Kaynak Metin:
Bu sokaktaki ilk ziyaret noktam Akar Et San. Tic. Ltd. Şti. oldu. Mesleği kasaplık olan Muhammet Özdemir'e işlerinin ve keyiflerinin nasıl olduğunu sordum. Muhammet Bey, esnaf edasıyla cevaben, "Allah'a şükür iyi" diye yanıt verdi. Güleryüzü ve olumlu yaklaşımı da cabasıydı. Özdemir'e "Nasıl oluyor da bu kriz ortamında hareketsiz sokakta ayakta durabiliyorsunuz" diye sorduğumda bana; "Ben bu sokakta çok uzun zamandır müşterilere hizmet veriyorum. Onlarla ilişkilerim çok iyi. Kaliteli ürünü uygun fiyata sunuyorum. Müşteriler ile aramızda gerçek bir sadakat oluşturduğuma inanıyorum. Böyle olunca da müşterilerim alışveriş merkezi veya büyük marketlerden alışveriş edeceğine gelip etini benden alıyor" yanıtını verdi. 

Bu açıklamada her zaman ele almaya çalıştığım müşteri sadakatinin etkisini açık ve net bir şekilde görmekteyiz. Bu sadakat öyle bir şeydir ki insanı mıknatıs gibi kendisine çeker. Büyük işletmeler böyle bir müşteri ilişkisini kurabilmek için milyon dolarlarını harcamaktan çekinmiyorlar. Devler bile böyle bir zaman da "iyi esnaf" rolüne soyunmak istiyor. Ayrıca bu tip sokaklarda dükkan kiraları bir hayli düşük seviyelerde seyrediyor. İnsanlar iş yapayım diye ana caddeleri tercih ediyorlar, fakat küçük bir krizde dükkan parasını bile ödeyemez duruma düşüyorlar. Tabii ki bunun yanında kalite ve uygun fiyat konumlaması hayati önem taşıyor. Siz eğer bu noktada çok zikzak çiziyorsanız işiniz zor demektir. Hele ki farklı bir bölgede veya farklı bir sektörde yeni bir dükkan açacaksanız durumunuz daha da zor demektir. 

Bu sokak da uğradığımız bir esnafımız da Kuaför Neşe. Bu küçük işletmemiz neredeyse yedi senedir aynı sokakta aynı yerinde müşterilerine hizmet vermeye çalışıyor. Ziyaret için girdiğimizde belki müşterisi yoktu. Fakat onun da kasaplık yapan esnafımız gibi keyfi yerindeydi. Neşe Hanım'a "İşleriniz nasıl, siz de kriz var mı? diye sorduğumda aldığım cevap beni çok memnun etti. Kendisi bana "İşlerimizde biraz düşme oldu. Bu düşüşü doğal karşılıyorum. Temennim daha fazla düşmemesi. Elimden geldiği kadar pozitif düşünmeye gayret ediyorum. Bunun da hem bana, hem müşteriye faydası oluyor. Bu sokakta eski olmamız elbette ki tercih sebebi. Müşteri ile olumlu iletişim ve memnuniyet ana felsefem. Kriz ortamından az etkileniyorsam bu noktada gösterdiğim çabanın etkisi çok büyük" açıklamasında bulundu.

Görev 1: Sokak esnafıyla ilgili metinde Muhammet Özdemir'in krizde nasıl ayakta durabildiği sorusuna verdiği yanıtın cümlelerini sırasıyla yazın.
Kayıtların metinle hiçbir ilgisi yoktur.

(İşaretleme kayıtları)

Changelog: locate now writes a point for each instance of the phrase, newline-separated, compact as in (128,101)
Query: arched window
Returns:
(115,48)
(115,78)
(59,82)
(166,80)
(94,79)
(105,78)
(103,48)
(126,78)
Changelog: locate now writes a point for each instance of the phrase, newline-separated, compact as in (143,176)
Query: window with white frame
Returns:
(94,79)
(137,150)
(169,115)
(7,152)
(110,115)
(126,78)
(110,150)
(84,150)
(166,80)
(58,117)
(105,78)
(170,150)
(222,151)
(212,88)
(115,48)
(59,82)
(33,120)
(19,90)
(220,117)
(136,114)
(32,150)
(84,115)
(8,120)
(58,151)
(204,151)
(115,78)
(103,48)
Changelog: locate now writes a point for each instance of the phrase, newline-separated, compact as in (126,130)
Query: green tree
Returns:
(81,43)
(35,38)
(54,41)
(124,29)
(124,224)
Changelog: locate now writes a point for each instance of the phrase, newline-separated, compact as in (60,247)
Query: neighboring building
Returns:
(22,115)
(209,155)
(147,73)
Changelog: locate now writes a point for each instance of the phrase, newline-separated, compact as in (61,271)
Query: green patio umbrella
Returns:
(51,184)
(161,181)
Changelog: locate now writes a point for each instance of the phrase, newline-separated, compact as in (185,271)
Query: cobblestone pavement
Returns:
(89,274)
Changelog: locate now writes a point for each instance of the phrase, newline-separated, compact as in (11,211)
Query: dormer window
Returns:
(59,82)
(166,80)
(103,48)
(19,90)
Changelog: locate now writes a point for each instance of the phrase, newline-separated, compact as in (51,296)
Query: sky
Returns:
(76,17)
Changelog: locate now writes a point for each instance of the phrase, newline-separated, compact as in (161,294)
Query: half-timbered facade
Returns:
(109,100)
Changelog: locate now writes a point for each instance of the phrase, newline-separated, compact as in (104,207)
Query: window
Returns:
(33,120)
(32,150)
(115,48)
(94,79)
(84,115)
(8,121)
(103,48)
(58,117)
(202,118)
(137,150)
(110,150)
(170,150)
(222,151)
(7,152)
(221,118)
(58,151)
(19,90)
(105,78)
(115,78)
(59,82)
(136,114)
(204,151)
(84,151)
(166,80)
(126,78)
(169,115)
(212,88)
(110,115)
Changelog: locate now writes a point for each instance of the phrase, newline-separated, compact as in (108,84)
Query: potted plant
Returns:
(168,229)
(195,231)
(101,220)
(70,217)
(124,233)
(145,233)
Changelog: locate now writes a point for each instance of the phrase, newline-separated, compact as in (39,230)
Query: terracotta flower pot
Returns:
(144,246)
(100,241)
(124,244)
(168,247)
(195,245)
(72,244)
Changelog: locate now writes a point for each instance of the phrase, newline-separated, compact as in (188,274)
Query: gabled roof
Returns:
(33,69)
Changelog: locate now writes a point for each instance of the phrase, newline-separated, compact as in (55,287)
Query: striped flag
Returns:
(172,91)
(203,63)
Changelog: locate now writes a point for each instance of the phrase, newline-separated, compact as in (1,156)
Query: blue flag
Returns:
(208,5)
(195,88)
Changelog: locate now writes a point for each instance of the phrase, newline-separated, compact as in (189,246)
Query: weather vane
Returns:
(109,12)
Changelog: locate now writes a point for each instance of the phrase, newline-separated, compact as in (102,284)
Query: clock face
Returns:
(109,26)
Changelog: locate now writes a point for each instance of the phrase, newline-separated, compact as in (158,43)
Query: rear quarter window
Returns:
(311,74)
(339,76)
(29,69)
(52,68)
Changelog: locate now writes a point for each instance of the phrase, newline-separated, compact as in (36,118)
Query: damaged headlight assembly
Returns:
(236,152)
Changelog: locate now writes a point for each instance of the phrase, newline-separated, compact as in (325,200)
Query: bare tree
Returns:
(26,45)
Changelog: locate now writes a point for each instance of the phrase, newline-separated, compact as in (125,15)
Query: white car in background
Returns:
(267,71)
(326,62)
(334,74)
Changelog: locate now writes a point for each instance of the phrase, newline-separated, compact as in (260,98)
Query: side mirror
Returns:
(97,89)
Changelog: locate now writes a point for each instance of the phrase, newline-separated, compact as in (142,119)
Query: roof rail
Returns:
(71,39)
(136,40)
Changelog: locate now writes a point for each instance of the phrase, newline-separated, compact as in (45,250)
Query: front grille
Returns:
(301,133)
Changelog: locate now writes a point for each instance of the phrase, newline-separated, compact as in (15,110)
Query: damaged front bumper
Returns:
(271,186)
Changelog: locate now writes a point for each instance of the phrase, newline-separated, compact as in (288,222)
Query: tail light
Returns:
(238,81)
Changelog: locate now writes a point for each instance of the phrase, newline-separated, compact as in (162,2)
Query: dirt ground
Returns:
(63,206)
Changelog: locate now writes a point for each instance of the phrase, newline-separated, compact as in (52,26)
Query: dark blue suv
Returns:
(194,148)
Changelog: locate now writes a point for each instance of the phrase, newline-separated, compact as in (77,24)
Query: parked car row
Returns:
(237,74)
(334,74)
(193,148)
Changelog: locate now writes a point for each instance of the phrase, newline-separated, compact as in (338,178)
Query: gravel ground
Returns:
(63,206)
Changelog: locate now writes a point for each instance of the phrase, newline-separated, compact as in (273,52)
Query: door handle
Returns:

Görev 2: Kayıtlarda "as in (77,24)" ifadesini içeren satırdan kayıtların sonuna kadar uzanan bölümü, iki uç da dahil olmak üzere tüm satırlarıyla yeniden ölçekleyerek yazın. Bunun için yalnızca "Returns:" satırlarının altındaki koordinatları 2,3 ile çarpın ve tam sayıya yuvarlayın; yarımlar yukarı yuvarlanır.

Alıştırma Çözümü 1:
1. Ben bu sokakta çok uzun zamandır müşterilere hizmet veriyorum.
2. Onlarla ilişkilerim çok iyi.
3. Kaliteli ürünü uygun fiyata sunuyorum.
4. Müşteriler ile aramızda gerçek bir sadakat oluşturduğuma inanıyorum.
5. Böyle olunca da müşterilerim alışveriş merkezi veya büyük marketlerden alışveriş edeceğine gelip etini benden alıyor.

Alıştırma Çözümü 2:
Changelog: locate now writes a point for each instance of the phrase, newline-separated, compact as in (77,24)
Query: parked car row
Returns:
(545,170)
(768,170)
(444,340)
Changelog: locate now writes a point for each instance of the phrase, newline-separated, compact as in (338,178)
Query: gravel ground
Returns:
(145,474)
Changelog: locate now writes a point for each instance of the phrase, newline-separated, compact as in (273,52)
Query: door handle
Returns:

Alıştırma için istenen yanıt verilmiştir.